STATED TASK » Below are records; transcribe only the line with "Target = woman's other hand" and those after it, through the last line, without any change.

++++++++++

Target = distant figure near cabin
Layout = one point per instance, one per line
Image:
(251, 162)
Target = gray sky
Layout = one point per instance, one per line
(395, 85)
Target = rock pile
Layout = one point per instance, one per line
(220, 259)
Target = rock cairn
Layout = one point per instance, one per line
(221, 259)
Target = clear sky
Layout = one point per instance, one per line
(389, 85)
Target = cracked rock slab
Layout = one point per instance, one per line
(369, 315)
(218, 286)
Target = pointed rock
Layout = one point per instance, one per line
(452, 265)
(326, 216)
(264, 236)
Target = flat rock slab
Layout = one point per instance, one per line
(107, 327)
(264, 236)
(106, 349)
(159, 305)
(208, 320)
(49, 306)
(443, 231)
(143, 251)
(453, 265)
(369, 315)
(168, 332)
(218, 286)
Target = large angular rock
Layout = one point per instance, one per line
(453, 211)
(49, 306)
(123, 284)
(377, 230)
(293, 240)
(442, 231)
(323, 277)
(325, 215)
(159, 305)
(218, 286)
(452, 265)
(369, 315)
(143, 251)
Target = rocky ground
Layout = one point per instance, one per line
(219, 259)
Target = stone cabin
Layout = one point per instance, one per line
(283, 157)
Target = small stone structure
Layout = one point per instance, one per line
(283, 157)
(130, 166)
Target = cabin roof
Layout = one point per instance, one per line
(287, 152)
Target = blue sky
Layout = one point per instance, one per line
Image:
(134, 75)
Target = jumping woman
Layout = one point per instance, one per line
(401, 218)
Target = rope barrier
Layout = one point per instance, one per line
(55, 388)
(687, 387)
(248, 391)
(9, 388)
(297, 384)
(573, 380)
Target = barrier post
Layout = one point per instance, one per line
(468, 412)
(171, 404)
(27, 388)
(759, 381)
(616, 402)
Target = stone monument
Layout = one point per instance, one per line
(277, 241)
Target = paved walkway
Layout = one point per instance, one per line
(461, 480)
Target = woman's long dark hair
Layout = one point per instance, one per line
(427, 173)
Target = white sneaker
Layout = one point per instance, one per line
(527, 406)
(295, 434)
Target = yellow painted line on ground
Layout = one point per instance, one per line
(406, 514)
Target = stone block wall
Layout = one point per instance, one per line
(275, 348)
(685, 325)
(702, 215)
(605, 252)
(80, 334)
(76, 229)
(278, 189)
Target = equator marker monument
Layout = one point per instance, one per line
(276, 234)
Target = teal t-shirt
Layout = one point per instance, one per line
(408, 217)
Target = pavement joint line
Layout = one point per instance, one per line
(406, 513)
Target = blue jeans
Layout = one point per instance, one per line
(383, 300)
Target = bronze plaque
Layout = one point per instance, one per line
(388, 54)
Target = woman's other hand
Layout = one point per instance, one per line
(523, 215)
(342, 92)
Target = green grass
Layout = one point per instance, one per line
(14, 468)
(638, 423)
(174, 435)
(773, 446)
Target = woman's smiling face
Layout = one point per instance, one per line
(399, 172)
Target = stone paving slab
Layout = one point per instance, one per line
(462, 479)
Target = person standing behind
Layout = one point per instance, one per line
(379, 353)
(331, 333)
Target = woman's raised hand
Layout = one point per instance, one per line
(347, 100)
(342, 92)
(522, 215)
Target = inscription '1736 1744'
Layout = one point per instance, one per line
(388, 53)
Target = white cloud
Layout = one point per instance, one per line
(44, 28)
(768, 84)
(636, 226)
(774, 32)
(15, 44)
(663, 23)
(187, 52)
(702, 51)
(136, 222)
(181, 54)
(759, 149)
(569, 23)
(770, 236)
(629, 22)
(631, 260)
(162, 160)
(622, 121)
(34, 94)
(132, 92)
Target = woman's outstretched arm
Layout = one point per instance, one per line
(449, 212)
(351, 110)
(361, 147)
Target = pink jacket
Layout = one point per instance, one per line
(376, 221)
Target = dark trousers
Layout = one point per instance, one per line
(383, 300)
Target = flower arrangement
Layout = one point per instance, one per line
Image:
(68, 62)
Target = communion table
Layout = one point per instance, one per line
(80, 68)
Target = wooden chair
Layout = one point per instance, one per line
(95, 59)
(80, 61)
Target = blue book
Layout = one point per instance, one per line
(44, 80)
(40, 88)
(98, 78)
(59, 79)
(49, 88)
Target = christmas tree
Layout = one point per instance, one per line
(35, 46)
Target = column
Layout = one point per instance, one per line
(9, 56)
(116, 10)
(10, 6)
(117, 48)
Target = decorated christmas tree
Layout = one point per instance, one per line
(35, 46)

++++++++++

WORKED ANSWER »
Target = woman's other hand
Layout = one point per instance, one per line
(523, 215)
(342, 92)
Target = green grass
Layout = one point per instance, one per line
(14, 468)
(638, 423)
(174, 435)
(773, 446)
Target = woman's smiling face
Layout = one point per instance, one per line
(399, 172)
Target = stone paving slab
Layout = one point per instance, one per line
(462, 479)
Target = person standing behind
Layout = one point per instance, one per line
(379, 353)
(331, 333)
Target = woman's raised hand
Layout = one point per instance, one per line
(347, 100)
(342, 92)
(522, 215)
Target = inscription '1736 1744'
Layout = one point per instance, one per line
(388, 53)
Target = white cloud
Layout = one point per instance, one per line
(44, 28)
(768, 84)
(636, 226)
(774, 32)
(15, 44)
(663, 23)
(187, 52)
(702, 51)
(136, 222)
(181, 54)
(759, 149)
(569, 23)
(770, 236)
(629, 22)
(631, 260)
(162, 160)
(622, 121)
(34, 94)
(132, 92)
Target = woman's outstretched arm
Layout = one point per instance, one per line
(449, 212)
(351, 110)
(361, 147)
Target = pink jacket
Layout = one point per instance, one per line
(376, 221)
Target = dark trousers
Layout = one point per instance, one per line
(383, 300)
Target = flower arrangement
Layout = one point per instance, one per line
Image:
(68, 62)
Target = communion table
Layout = one point per instance, one per line
(80, 68)
Target = wooden chair
Layout = one point per instance, one per line
(95, 59)
(80, 61)
Target = blue book
Layout = one point per instance, one per line
(44, 80)
(40, 88)
(98, 78)
(59, 79)
(49, 88)
Target = christmas tree
Layout = one point per instance, one per line
(35, 46)
Target = column
Layout = one point per instance, one per line
(9, 56)
(116, 10)
(10, 6)
(117, 48)
Target = decorated christmas tree
Layout = one point per instance, one per line
(35, 46)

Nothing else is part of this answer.